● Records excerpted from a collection
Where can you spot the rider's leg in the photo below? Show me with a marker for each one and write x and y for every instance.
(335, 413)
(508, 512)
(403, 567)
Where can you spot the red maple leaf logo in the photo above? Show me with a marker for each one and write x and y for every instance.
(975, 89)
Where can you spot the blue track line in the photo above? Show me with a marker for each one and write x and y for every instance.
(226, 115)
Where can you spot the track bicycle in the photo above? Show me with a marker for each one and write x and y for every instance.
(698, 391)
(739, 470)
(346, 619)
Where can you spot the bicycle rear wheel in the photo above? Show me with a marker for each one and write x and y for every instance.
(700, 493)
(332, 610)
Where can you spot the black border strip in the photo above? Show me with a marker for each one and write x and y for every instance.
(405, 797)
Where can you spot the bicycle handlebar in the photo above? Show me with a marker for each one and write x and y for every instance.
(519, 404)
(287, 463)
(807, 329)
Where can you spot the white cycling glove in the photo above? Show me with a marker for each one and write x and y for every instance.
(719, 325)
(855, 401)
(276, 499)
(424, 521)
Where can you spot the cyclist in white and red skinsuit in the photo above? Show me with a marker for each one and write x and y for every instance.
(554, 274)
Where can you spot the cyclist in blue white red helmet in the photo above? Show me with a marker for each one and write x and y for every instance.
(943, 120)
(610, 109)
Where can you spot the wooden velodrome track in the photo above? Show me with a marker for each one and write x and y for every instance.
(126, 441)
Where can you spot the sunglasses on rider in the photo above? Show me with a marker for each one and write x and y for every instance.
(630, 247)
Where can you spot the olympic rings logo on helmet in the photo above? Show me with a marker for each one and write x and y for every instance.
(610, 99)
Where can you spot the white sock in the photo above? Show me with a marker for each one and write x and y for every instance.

● Your objective
Rewrite the items from the line with "Where can you spot the olympic" to the end of the items, requests included, and shift every coordinate in the answers by -116.

● Solution to the problem
Where can you spot the olympic rings logo on helmet in the photo above? Show me with a marker for each one and write x and y for every instance.
(494, -17)
Where can you spot the white sock in the photo above? Show me with a marker for each one and write x and y for every instance.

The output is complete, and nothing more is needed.